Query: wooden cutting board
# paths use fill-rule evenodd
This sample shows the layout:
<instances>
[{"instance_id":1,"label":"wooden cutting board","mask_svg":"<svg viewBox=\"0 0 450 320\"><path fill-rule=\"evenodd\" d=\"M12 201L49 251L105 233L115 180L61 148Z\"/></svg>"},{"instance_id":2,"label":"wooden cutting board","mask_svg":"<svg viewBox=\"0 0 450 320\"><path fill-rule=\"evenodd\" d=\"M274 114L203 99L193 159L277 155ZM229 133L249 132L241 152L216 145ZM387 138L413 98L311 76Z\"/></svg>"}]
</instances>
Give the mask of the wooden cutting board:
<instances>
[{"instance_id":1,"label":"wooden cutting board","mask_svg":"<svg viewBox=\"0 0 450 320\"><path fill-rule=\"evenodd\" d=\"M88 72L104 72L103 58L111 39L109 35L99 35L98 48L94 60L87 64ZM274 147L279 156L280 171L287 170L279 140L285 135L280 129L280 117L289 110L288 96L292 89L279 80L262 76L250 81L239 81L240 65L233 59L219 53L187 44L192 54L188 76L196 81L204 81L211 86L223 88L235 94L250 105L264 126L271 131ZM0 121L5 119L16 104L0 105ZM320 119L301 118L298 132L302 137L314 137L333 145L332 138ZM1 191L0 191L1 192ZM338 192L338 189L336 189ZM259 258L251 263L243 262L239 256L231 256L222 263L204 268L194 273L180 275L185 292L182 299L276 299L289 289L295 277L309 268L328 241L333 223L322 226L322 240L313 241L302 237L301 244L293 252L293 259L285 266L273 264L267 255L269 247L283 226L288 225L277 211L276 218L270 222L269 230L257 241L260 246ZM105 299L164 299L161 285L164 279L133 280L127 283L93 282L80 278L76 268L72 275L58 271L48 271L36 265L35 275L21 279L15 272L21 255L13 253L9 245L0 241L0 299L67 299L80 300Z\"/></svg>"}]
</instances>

- **Problem to work on**
Reproduce all of the entries above, swapping "layout" for "format" and keeping everything else the same.

- **Answer**
Query: wooden cutting board
# paths use fill-rule evenodd
This sample shows the format:
<instances>
[{"instance_id":1,"label":"wooden cutting board","mask_svg":"<svg viewBox=\"0 0 450 320\"><path fill-rule=\"evenodd\" d=\"M12 201L49 251L105 233L115 180L61 148Z\"/></svg>"},{"instance_id":2,"label":"wooden cutting board","mask_svg":"<svg viewBox=\"0 0 450 320\"><path fill-rule=\"evenodd\" d=\"M274 114L203 99L193 159L277 155ZM229 133L249 132L241 152L216 145ZM387 138L413 98L311 76Z\"/></svg>"}]
</instances>
Give the mask of the wooden cutting board:
<instances>
[{"instance_id":1,"label":"wooden cutting board","mask_svg":"<svg viewBox=\"0 0 450 320\"><path fill-rule=\"evenodd\" d=\"M88 72L104 72L103 58L111 39L109 35L99 35L98 48L94 60L87 64ZM274 147L279 156L280 171L287 170L279 140L285 135L280 129L280 117L289 110L288 96L292 89L279 80L262 76L250 81L239 81L240 65L233 59L219 53L187 44L192 54L188 76L196 81L204 81L211 86L223 88L235 94L250 105L264 126L271 131ZM0 121L5 119L16 104L0 105ZM320 119L301 118L298 132L302 137L314 137L333 145L332 138ZM1 191L0 191L1 192ZM338 192L338 189L336 189ZM259 258L251 263L243 262L239 256L231 256L222 263L204 268L194 273L180 275L185 292L182 299L276 299L289 289L295 277L309 268L328 241L333 223L322 226L322 240L313 241L302 237L301 244L293 252L293 259L285 266L273 264L267 255L269 247L283 226L288 225L277 211L276 218L270 222L269 230L257 241L260 246ZM105 299L164 299L161 285L164 279L133 280L127 283L93 282L80 278L76 268L72 275L58 271L48 271L36 265L35 275L21 279L15 272L21 255L13 253L9 245L0 241L0 299L67 299L80 300Z\"/></svg>"}]
</instances>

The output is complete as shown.